►

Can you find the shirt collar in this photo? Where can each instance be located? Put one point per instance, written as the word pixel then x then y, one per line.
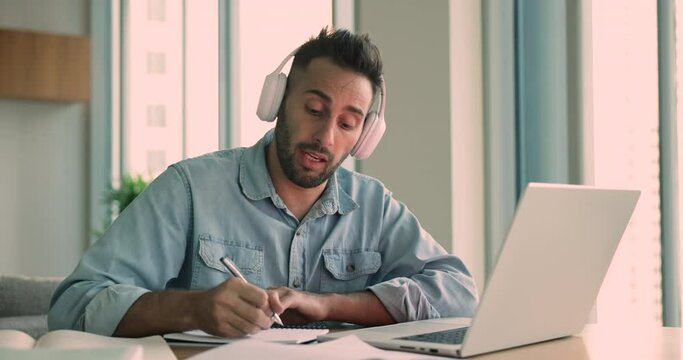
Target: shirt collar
pixel 257 184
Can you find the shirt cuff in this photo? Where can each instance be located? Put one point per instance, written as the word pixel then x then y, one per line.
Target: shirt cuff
pixel 404 300
pixel 106 309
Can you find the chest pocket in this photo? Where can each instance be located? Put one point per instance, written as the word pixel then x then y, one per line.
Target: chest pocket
pixel 348 270
pixel 211 271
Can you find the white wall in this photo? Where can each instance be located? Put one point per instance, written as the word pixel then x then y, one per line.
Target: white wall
pixel 43 159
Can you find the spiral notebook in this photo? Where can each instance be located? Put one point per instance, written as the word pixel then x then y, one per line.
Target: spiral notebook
pixel 278 335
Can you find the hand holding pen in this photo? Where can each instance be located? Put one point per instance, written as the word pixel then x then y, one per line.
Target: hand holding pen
pixel 236 272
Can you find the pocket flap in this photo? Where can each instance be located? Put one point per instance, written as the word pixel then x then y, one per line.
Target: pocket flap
pixel 347 265
pixel 248 260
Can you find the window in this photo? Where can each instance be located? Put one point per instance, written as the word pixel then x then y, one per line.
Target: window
pixel 169 77
pixel 626 152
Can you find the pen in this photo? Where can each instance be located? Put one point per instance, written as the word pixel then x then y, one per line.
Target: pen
pixel 236 272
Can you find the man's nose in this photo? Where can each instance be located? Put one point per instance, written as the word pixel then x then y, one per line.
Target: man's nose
pixel 325 133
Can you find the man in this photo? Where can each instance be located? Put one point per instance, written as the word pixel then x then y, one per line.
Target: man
pixel 314 241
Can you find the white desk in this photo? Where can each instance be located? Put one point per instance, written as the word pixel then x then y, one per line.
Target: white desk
pixel 596 342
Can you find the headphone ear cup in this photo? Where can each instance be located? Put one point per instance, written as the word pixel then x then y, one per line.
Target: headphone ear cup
pixel 271 96
pixel 373 130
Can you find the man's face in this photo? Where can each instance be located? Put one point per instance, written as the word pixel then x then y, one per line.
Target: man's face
pixel 321 121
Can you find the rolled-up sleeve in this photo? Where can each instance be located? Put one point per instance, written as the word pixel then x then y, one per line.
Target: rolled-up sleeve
pixel 418 278
pixel 140 252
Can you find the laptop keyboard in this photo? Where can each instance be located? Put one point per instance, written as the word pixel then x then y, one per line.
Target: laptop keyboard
pixel 450 336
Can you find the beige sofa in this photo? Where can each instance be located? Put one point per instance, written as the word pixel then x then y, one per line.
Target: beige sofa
pixel 24 302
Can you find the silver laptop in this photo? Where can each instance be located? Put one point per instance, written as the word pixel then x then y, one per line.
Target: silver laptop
pixel 545 281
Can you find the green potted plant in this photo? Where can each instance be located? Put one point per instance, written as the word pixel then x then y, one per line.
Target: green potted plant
pixel 118 198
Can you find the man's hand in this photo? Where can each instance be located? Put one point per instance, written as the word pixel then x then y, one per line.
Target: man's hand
pixel 297 307
pixel 233 308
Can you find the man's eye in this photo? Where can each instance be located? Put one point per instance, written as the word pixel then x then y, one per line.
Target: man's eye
pixel 314 111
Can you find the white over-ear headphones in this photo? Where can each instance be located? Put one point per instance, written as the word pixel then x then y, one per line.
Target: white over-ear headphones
pixel 373 128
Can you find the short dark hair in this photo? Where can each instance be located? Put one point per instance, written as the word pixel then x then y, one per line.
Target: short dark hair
pixel 345 49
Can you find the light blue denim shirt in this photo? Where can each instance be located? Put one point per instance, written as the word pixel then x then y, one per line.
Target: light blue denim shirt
pixel 355 237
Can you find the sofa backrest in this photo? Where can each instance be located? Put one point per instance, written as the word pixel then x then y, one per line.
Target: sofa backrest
pixel 24 295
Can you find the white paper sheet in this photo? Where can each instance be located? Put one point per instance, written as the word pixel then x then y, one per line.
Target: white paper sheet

◄

DIRECTIONS FOR THIS TASK
Copy out all the data without changing anything, and drop the pictures.

FINISHED ANSWER
Can you find the shirt collar in this photo? Where can each instance be located? Put one point per instance, written as the word pixel then x then y, one per line.
Target: shirt collar
pixel 257 184
Can you find the shirt cuff in this photo? Where can each instance be located? Put one point per instance, written as the word pixel then x then y, one per line.
Target: shirt cuff
pixel 404 300
pixel 106 309
Can you find the chest pocket in this photo? Where can each instance be located? Put one point per instance, written as the word pixel then x then y, one per line.
Target: chest pocket
pixel 348 270
pixel 211 271
Can you find the white wall in this photo? Where can each instance be located? Put one point per instance, written as the word pixel then x then y, one per line.
Target: white wall
pixel 43 159
Can you find the spiral notebook in this photo? Where can each instance be located? Put one point per instance, written as the word pixel then x then y, one per line.
Target: spiral notebook
pixel 278 335
Can you find the hand holding pen in this photo? Where can each instance be located? Put one point per instance, written as the word pixel then x then y, one per line.
Target: hand holding pen
pixel 236 272
Can you find the pocket flap in this photo? Where can each instance be located? Put one point per instance, written as the word pixel then x then y, one per line.
Target: pocket flap
pixel 347 265
pixel 248 260
Can you find the window in this photo? Where can each instance be located? Put one point per instance, written as the word pixel then x then y, one per line.
Target: window
pixel 169 77
pixel 626 152
Can you find the pen in this photo? Where can each instance be located? Put one point per instance, written as the word pixel then x then y, one per line.
Target: pen
pixel 236 272
Can you find the man's nose in this photo? Where can each instance be located? Put one point per instance, written as the word pixel then x then y, one per line.
Target: man's nose
pixel 325 133
Can you find the man in this photo? Where can each instance be located? Put one point per instance, written as the word pixel then x then y, one per line.
Target: man
pixel 314 241
Can you find the white desk in this photo? Where can each instance be located? Put one point per instance, written as the word pixel then x then y, one per line.
Target: white desk
pixel 596 342
Can you find the headphone ear cup in this photo? Where can each instance be located? Put one point per instance, written as the word pixel then x then y, one per line.
Target: headphone ear cup
pixel 271 96
pixel 373 130
Can you find the man's face in this photo? Where can each instance be located? Put one point per instance, written as the word pixel then x then y, one per line.
Target: man's face
pixel 321 121
Can you find the rolled-up sleeve in this photo? Where can each instance be located? Put one point per instance, written as the word pixel then x then y, one per line.
Target: rolled-up sleeve
pixel 418 278
pixel 140 252
Can you find the laptop keyboard in this photo? Where can each instance be located? Put one point per instance, written as the word pixel then x then y, one per line.
Target: laptop keyboard
pixel 450 336
Can you find the beige sofa in this photo? Where can each instance be located? Put one point per instance, written as the word pixel then x then y, one per line.
Target: beige sofa
pixel 24 302
Can you find the silver laptop in this photo? Where can each instance be located? Put one point per instance, written as the word pixel then x then y, one per line.
Target: silver laptop
pixel 545 281
Can you find the green potted plant in this photo? Where can each instance be located? Put one point per instance, written as the word pixel then x then y, one per line.
Target: green potted plant
pixel 118 198
Can you find the man's hand in this photo? Where can each instance be located? Put one point per instance, written as the word pixel then x then y, one per line.
Target: man's hand
pixel 297 307
pixel 233 308
Can you find the man's eye in this photo? Where can each instance be located? Put one point per instance, written as the word pixel then x then y, one per line.
Target: man's eye
pixel 314 111
Can you find the white over-ear headphones in this photo? Where can each instance be located? Put one point per instance, written as the word pixel then x then y, one per line.
Target: white over-ear headphones
pixel 373 128
Can you find the short dark hair in this photo? Where can each instance be located? Put one point per instance, written as the word pixel then x then y, one per line.
Target: short dark hair
pixel 345 49
Can you find the light blue denim shirt in this photo? Where can each instance be located? Put one point per instance, written as the word pixel then x then y, one per line.
Target: light blue denim shirt
pixel 355 237
Can you find the sofa backrest in this photo? Where can each instance be located? Put one point per instance, written as the word pixel then x then y, one per line.
Target: sofa backrest
pixel 24 295
Can you find the white paper sheet in this photo? Where can each instance be located? Put one point per instance, written as the word pixel then x then y, one per line.
Target: white paper sheet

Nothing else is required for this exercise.